> **WHAT THIS EXERCISE ASKS**:
**a)** Please copy the Egypt reopening article word for word from "Wednesday saw a" to "Egyptians stranded abroad.".
**b)** According to the Egypt reopening article, on what date did the government lift most of its restrictions?

Thank you for your reading and interest in the news Coronavirus: Egypt is reopening after a grim month and now with details
Hind Al Soulia - Riyadh - Egyptians are relieved to put June behind them after the month saw the worst coronavirus death toll so far, but July brings fresh fears after the government removed most of the measures in place since March to contain the pandemic.
Wednesday saw a further lifting of restrictions, with Egypt’s airports opening for business for the first time since March. EgyptAir, the country’s national carrier, had 14 scheduled flights on Wednesday in addition to the start of a 33-flight operation with other airlines to bring home 5,225 Egyptians stranded abroad.
Several tourist sites also reopened for visitors on Wednesday, including the famed Giza Pyramids and the Egyptian museum.
But Egyptians are approaching the coming weeks with trepidation after June brought more cases and deaths caused by Covid-19 than the previous four months combined. With the month’s statistics making for harrowing reading, there are concerns that the government may have acted in haste when it lifted the majority of restrictions on June 27.

> **DATA UNDER STUDY**:
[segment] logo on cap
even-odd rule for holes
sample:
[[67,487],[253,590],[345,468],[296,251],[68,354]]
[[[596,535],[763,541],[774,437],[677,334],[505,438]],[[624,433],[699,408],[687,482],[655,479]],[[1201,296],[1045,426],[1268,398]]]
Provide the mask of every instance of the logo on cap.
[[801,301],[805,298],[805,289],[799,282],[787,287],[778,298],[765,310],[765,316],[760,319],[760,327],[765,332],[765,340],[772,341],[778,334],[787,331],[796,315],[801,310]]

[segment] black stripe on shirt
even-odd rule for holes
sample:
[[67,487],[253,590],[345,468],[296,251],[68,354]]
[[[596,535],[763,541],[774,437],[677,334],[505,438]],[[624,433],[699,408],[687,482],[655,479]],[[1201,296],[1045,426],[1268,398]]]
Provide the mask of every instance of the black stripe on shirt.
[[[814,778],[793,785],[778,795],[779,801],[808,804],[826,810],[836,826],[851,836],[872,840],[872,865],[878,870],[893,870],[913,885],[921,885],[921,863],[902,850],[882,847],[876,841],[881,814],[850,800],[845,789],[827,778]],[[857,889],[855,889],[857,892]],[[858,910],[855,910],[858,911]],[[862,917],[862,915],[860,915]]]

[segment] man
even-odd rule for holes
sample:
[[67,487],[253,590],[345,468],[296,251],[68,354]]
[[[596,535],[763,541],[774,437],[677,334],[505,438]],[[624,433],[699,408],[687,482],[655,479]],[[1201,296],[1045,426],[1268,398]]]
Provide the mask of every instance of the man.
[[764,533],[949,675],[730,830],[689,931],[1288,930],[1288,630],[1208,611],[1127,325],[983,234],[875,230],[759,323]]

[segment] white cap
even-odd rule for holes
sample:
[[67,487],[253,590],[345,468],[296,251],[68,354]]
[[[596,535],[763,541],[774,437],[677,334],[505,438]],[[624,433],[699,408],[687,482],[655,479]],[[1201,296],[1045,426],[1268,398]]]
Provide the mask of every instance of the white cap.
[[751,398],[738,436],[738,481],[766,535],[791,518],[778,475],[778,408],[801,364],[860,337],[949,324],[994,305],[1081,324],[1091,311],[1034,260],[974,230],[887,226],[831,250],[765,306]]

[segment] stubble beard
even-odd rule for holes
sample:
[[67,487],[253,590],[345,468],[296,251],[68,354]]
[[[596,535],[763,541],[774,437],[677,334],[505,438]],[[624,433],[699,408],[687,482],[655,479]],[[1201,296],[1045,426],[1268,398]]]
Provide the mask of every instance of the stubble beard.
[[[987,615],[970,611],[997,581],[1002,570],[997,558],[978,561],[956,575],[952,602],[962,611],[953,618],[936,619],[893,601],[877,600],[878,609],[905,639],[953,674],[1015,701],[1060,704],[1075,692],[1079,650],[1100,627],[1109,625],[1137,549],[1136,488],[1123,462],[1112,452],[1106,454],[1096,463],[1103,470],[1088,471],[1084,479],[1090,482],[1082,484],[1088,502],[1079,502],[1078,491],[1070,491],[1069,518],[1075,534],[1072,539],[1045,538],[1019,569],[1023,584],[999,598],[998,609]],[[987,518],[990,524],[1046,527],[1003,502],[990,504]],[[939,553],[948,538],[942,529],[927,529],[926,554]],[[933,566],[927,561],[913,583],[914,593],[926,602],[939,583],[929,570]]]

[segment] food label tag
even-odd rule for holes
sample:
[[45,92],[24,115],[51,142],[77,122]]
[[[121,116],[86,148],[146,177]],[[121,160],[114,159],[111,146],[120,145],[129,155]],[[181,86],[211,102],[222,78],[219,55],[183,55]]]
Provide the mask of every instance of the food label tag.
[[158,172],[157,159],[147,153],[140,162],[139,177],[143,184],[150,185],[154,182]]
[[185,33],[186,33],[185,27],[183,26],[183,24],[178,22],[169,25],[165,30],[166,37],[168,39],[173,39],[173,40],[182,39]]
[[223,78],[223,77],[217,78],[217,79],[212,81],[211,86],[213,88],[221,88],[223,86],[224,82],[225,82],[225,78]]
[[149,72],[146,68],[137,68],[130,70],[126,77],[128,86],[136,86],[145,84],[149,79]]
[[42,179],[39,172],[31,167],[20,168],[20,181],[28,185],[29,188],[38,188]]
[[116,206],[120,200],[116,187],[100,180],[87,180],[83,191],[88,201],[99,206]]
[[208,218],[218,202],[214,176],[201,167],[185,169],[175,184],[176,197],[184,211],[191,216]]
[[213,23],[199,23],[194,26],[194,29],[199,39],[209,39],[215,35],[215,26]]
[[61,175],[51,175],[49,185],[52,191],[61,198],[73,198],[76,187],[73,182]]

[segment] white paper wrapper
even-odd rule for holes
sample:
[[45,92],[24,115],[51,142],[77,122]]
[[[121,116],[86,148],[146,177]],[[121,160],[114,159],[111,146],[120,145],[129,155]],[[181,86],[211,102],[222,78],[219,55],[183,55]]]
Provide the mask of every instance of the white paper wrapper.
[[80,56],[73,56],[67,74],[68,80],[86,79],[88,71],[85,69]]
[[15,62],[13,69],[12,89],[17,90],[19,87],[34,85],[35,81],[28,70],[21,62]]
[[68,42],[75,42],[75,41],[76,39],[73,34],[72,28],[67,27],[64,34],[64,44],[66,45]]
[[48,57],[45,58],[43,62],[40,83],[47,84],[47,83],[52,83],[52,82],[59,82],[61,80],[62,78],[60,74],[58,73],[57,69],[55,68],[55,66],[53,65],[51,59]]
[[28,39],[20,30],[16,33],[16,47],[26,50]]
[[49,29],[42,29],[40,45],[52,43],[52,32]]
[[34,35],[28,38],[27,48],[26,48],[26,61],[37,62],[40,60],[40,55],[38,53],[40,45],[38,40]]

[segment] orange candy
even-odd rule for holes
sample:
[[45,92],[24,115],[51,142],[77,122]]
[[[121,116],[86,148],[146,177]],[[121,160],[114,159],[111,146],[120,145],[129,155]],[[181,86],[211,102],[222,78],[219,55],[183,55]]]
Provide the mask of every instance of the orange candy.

> **SOLUTIONS PER TASK**:
**a)**
Wednesday saw a further lifting of restrictions, with Egypt’s airports opening for business for the first time since March. EgyptAir, the country’s national carrier, had 14 scheduled flights on Wednesday in addition to the start of a 33-flight operation with other airlines to bring home 5,225 Egyptians stranded abroad.

**b)** June 27